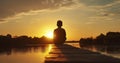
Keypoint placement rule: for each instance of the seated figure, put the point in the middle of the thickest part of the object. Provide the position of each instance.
(59, 34)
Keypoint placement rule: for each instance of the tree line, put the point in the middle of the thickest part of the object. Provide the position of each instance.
(111, 38)
(23, 40)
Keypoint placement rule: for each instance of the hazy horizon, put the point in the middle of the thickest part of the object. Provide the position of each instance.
(81, 18)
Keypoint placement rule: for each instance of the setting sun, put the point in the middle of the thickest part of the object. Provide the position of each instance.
(49, 34)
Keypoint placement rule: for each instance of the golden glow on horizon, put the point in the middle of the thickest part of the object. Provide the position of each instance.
(49, 34)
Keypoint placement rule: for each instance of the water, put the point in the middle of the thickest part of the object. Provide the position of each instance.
(36, 54)
(24, 54)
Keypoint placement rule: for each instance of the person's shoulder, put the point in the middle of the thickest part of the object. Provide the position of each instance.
(55, 29)
(63, 29)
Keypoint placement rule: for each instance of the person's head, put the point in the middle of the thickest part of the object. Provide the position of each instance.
(59, 23)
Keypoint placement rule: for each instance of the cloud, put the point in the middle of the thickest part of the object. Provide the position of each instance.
(96, 2)
(10, 8)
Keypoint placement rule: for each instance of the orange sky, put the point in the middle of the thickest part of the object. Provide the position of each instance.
(81, 18)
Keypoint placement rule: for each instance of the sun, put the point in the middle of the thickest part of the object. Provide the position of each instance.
(49, 34)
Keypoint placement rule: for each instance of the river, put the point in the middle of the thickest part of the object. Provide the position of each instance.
(36, 54)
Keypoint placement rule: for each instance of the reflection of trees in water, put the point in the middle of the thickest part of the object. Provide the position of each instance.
(22, 50)
(103, 48)
(106, 43)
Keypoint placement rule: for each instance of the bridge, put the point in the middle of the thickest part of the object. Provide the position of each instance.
(69, 54)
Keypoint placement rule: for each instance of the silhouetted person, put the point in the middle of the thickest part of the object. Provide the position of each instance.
(59, 34)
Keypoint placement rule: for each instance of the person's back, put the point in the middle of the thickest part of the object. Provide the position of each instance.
(59, 34)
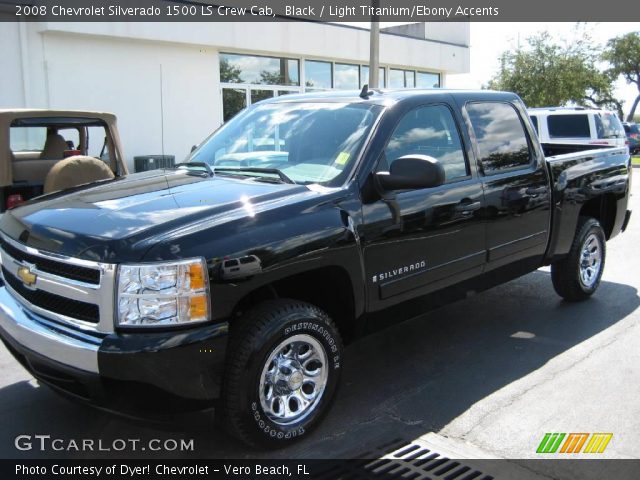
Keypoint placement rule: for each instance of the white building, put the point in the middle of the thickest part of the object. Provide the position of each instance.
(172, 84)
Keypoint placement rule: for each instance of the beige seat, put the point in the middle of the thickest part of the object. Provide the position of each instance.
(75, 171)
(54, 147)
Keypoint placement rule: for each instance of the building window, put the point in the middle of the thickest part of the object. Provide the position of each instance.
(346, 77)
(318, 74)
(259, 70)
(401, 78)
(364, 76)
(409, 78)
(427, 80)
(430, 130)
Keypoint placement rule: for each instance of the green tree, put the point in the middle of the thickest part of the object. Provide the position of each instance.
(623, 53)
(548, 73)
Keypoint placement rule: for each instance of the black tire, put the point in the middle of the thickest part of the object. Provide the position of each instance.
(566, 274)
(258, 335)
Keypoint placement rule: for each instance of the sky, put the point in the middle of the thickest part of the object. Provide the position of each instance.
(490, 39)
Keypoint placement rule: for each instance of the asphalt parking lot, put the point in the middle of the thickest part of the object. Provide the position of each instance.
(493, 373)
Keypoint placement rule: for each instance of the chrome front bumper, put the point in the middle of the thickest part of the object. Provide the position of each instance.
(50, 339)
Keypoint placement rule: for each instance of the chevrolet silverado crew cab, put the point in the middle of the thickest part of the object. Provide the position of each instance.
(303, 223)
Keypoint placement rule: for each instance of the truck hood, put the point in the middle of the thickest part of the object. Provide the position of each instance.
(120, 219)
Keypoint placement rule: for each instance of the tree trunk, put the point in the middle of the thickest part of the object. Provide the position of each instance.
(633, 109)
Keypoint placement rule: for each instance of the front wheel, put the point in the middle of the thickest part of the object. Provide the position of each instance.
(578, 275)
(282, 371)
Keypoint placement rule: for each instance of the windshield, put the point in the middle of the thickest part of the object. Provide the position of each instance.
(308, 143)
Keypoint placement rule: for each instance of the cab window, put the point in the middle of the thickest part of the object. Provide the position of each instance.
(430, 130)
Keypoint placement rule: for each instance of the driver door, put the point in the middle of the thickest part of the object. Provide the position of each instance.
(419, 241)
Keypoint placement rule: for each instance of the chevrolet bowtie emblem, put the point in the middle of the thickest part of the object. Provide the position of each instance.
(27, 276)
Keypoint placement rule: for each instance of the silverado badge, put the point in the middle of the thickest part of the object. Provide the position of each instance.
(27, 276)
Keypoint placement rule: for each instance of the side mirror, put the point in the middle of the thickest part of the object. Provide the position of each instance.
(412, 172)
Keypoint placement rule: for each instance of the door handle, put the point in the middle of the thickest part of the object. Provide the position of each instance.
(467, 207)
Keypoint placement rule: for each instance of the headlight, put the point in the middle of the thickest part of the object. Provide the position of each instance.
(161, 294)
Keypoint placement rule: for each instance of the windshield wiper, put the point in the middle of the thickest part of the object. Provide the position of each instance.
(273, 171)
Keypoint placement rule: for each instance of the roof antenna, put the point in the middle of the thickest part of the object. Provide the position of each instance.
(365, 92)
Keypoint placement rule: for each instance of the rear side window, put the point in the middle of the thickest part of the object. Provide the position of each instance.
(430, 130)
(608, 126)
(501, 139)
(571, 126)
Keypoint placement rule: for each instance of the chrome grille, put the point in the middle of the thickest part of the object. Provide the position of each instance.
(67, 290)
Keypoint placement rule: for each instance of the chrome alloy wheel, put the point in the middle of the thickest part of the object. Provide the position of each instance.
(293, 379)
(590, 260)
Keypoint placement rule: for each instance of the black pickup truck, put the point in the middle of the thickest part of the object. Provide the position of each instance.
(305, 222)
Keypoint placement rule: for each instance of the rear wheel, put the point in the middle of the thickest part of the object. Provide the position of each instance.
(577, 276)
(282, 371)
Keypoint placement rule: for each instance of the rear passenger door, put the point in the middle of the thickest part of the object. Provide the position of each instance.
(418, 241)
(515, 181)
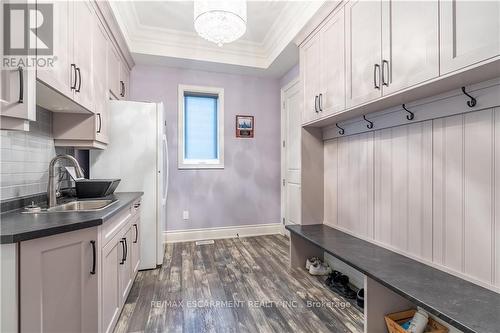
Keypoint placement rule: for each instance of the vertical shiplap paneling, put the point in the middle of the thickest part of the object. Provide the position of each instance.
(420, 190)
(331, 182)
(478, 194)
(399, 194)
(383, 186)
(403, 188)
(355, 183)
(448, 192)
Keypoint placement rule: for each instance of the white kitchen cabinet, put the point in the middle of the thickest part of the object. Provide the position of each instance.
(82, 43)
(136, 245)
(470, 33)
(124, 81)
(311, 72)
(112, 255)
(59, 283)
(363, 51)
(99, 60)
(114, 69)
(125, 265)
(410, 43)
(61, 76)
(88, 131)
(72, 74)
(332, 84)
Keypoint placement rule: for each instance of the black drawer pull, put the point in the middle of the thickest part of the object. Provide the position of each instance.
(93, 257)
(21, 85)
(123, 251)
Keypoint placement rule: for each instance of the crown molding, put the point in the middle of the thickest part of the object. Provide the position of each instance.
(143, 39)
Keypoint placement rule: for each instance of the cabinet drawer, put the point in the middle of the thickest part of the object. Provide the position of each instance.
(112, 227)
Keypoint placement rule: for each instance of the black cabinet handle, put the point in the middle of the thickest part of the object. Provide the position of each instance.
(21, 85)
(123, 251)
(375, 69)
(79, 79)
(93, 257)
(384, 82)
(100, 122)
(73, 85)
(122, 88)
(126, 248)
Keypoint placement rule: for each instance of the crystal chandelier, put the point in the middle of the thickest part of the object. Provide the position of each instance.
(220, 22)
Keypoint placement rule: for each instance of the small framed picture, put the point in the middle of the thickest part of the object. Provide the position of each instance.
(244, 126)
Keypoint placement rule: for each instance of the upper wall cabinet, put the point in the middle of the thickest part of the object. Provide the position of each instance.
(470, 33)
(323, 70)
(395, 52)
(310, 71)
(410, 43)
(364, 51)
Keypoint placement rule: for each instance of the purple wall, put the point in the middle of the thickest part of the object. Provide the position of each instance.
(247, 190)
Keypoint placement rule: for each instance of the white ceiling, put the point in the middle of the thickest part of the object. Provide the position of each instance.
(162, 33)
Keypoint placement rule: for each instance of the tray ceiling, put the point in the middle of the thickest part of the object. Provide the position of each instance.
(165, 29)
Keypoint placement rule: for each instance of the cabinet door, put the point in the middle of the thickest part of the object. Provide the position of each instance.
(310, 58)
(124, 81)
(136, 246)
(18, 102)
(99, 64)
(61, 75)
(112, 254)
(82, 44)
(363, 50)
(410, 43)
(113, 71)
(333, 65)
(470, 33)
(58, 292)
(125, 267)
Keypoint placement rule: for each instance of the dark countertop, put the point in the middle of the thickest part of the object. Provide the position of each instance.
(467, 306)
(16, 226)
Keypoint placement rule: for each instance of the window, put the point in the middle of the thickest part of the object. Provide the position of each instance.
(201, 132)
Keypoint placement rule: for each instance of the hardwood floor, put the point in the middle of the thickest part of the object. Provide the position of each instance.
(234, 285)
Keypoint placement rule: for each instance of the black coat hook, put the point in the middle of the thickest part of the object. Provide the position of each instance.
(341, 132)
(410, 115)
(472, 102)
(370, 123)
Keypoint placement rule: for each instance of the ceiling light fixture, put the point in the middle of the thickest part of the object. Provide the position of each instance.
(220, 22)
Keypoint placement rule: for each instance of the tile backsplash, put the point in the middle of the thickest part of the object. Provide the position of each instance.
(25, 157)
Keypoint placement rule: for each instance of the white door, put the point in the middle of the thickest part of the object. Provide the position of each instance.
(162, 180)
(134, 130)
(291, 134)
(409, 61)
(363, 51)
(333, 65)
(470, 33)
(310, 59)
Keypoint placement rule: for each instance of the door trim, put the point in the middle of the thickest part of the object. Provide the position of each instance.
(283, 90)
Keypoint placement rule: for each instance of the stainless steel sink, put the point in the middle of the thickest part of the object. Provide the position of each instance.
(82, 206)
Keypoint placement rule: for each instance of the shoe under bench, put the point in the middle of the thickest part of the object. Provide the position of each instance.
(395, 283)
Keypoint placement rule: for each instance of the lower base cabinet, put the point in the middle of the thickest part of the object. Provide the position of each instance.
(79, 281)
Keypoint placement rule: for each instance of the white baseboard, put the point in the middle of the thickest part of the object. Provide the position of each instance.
(190, 235)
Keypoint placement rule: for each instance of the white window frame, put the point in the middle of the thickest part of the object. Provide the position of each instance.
(200, 164)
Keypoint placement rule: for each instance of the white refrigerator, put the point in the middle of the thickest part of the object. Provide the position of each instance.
(137, 154)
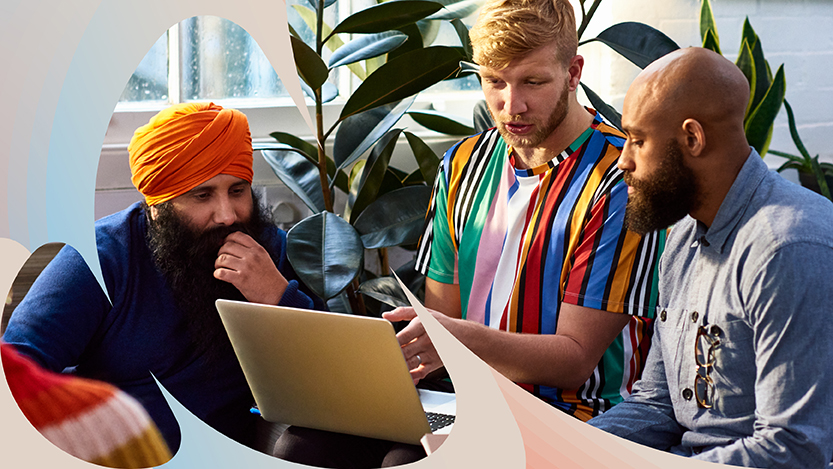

* * *

* _What is being asked_: Reproduce the entries word for word, starting with the line that contains "white refrigerator, put" and going on through the end of the entries. Leave the pictures out of your answer.

* _Task result_:
Keypoint placement rule: for each instance of the white refrigerator, put the point in the middle of the thickest part of the object. Provide the position of each instance.
(137, 154)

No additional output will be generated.